Task prompt
In the material below, the lines containing the word "dark" are required; copy each of them.
────────────────────────────────────────
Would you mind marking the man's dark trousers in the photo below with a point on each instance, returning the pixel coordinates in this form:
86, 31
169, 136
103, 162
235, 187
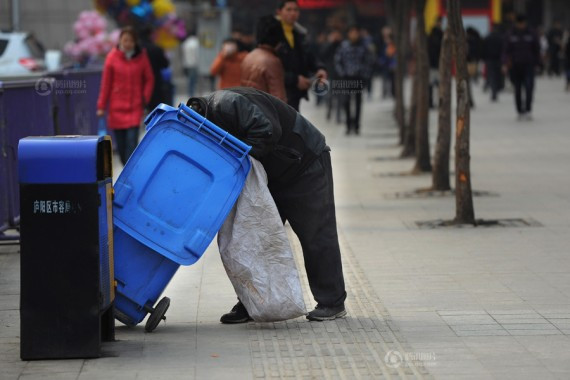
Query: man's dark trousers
────────────────────────────────────────
Expected output
Would you mind marking the man's dark trousers in the photo below with a point on each instance, returning the pixel coordinates in this form:
Query: man's dark trousers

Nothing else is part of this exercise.